US20080057723A1

US20080057723A1 - Image sensor and method for manufacturing the same

Info

Publication number: US20080057723A1
Application number: US11/846,943
Authority: US
Inventors: Kyung-Min Park
Original assignee: Dongbu HitekCo Ltd
Current assignee: DB HiTek Co Ltd
Priority date: 2006-08-31
Filing date: 2007-08-29
Publication date: 2008-03-06
Also published as: KR100776156B1

Abstract

A method for manufacturing an image sensor according to embodiments includes forming a transistor over a substrate. A protective layer including boron (B) may be formed, covering the transistor formed over the substrate. The protective layer including the boron may be annealed to move foreign substances including the boron to the surface of the protective layer. The surface of the protective layer including the foreign material may be removed. An oxide protective layer may be formed over the protective layer including the boron where the foreign substance is removed.

Description

The present application claims priority under 35 U.S.C. 119 to Korean Patent Application No. 10-2006-0083913, filed Aug. 31, 2006, which is hereby incorporated by reference in its entirety.

BACKGROUND

An image sensor, which is a semiconductor device converting an optical image into an electrical signal, may be classified as a charge coupled device (CCD) or a complementary metal oxide silicon (CMOS) image sensor (CIS). An image sensor may have a photo diode and a MOS transistor in a unit pixel to sequentially detect electrical signals of each unit pixel, thereby forming an image.
FIG. 1 is a photograph showing a fault in an image sensor. The manufacturing process may use a boron phosphor silicate glass layer (BSPG) as an interlayer dielectric layer (PMD) material. In a CIS device, an oxide film may be ripped out or otherwise damaged in a subsequent annealing process. It may be detached due to an interface adhesion problem between the BPSG material and a subsequent oxide film. A detached oxide film may fall within the pixel region of a CIS, causing the device characteristics to be degraded.

● **Exercise objective**: Pick up the image sensor patent text after its last sentence and keep writing it.

● **Dataset entries**:
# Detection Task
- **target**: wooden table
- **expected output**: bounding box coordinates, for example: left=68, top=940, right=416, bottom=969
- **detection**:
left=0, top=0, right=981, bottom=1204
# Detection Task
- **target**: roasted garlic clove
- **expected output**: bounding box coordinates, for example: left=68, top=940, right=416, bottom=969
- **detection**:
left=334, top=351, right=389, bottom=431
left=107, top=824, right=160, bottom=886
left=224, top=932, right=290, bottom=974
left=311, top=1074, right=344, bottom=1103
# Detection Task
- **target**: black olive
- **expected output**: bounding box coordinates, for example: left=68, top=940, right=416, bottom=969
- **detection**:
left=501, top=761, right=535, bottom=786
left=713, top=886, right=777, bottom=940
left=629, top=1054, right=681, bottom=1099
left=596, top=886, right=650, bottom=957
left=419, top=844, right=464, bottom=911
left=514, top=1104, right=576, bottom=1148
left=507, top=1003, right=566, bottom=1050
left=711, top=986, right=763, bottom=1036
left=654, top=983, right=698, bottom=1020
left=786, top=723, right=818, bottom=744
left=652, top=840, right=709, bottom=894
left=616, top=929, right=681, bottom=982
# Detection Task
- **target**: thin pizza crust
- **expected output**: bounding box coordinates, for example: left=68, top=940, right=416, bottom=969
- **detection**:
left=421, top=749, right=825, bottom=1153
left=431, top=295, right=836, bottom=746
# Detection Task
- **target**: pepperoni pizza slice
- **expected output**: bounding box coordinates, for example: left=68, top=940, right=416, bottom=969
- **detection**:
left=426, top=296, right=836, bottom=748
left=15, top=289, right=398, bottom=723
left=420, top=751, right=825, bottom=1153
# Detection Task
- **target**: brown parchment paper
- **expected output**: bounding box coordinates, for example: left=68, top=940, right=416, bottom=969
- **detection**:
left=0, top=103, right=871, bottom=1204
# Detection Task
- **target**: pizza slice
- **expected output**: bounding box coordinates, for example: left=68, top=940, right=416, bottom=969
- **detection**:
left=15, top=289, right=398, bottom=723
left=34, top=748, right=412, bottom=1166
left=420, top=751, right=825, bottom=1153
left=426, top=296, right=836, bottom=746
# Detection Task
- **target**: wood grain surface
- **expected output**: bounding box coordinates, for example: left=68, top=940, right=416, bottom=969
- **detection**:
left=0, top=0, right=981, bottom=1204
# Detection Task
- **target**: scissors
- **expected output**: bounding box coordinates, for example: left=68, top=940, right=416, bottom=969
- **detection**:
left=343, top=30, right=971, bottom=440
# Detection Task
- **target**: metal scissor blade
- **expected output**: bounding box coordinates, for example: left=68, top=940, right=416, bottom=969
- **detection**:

● **Response to this exercise**:
SUMMARY

Embodiments relate to a method for manufacturing an image sensor improving the interface adhesion characteristics between a PMD material and subsequent oxide film material, making it possible to reduce defects. A method for manufacturing an image sensor according to embodiments includes forming a transistor over a substrate. A protective layer including boron (B) may be formed, covering the transistor formed over the substrate. The protective layer including the boron may be annealed to move foreign substances including the boron to the surface of the protective layer. The surface of the protective layer including the foreign material may be removed. An oxide protective layer may be formed over the protective layer including the boron where the foreign substance is removed.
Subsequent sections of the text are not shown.